PROVIDED DATA —
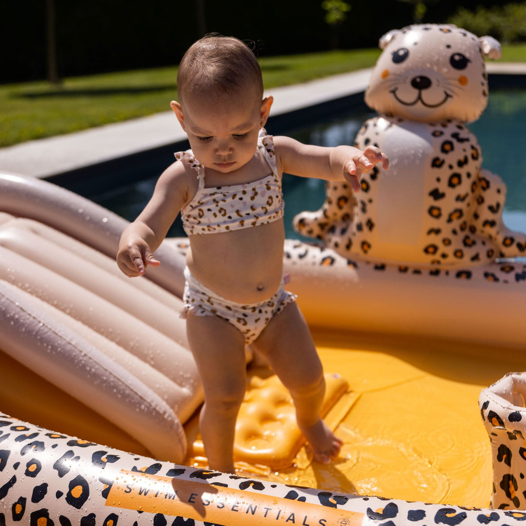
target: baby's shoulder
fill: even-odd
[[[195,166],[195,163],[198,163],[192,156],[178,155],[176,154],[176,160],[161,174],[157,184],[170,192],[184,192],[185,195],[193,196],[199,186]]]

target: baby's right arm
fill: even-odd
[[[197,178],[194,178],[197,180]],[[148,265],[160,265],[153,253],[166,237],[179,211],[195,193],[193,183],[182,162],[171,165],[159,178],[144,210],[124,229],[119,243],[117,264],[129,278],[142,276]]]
---
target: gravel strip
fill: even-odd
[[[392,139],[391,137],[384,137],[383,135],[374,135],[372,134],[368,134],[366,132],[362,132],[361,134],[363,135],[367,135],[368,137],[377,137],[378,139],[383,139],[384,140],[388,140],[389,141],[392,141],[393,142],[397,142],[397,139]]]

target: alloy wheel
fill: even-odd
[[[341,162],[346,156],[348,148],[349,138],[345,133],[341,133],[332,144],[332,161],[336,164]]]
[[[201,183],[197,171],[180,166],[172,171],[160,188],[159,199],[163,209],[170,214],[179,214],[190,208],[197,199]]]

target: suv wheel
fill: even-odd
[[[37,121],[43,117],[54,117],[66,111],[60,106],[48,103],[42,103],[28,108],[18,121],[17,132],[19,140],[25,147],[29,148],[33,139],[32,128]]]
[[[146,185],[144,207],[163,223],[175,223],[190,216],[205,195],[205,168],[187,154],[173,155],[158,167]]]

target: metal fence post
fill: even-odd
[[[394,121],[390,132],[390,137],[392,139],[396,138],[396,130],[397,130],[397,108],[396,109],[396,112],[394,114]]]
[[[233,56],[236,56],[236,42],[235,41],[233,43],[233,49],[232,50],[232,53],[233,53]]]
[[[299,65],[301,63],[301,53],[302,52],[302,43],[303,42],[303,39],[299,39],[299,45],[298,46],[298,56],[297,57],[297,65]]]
* * *
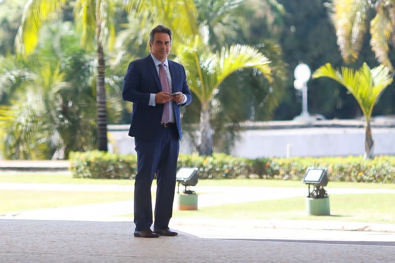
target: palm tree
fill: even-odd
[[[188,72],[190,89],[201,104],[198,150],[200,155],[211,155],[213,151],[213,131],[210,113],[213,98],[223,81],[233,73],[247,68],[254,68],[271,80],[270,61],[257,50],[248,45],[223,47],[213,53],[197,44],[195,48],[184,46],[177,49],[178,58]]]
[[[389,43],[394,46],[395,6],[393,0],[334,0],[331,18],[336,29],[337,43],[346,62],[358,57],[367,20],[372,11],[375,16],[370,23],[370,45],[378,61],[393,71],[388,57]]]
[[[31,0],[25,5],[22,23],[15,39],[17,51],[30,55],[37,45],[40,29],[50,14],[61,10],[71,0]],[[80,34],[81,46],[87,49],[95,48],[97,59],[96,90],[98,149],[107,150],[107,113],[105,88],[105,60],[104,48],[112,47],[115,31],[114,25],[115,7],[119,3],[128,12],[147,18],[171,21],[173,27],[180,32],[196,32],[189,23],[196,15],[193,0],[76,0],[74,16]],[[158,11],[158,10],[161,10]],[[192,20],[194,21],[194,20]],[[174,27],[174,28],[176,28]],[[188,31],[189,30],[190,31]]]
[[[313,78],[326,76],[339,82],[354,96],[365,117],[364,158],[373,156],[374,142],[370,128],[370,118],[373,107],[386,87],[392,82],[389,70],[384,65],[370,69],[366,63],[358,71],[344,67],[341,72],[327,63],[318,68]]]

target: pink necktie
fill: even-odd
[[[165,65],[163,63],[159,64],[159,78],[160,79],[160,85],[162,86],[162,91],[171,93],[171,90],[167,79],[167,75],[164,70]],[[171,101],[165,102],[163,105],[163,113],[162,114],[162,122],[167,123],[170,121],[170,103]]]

AIM OF THE EXERCISE —
Count the lines in the material above that contain the string "target". Reply with the number alone.

REPLY TO THE EXERCISE —
8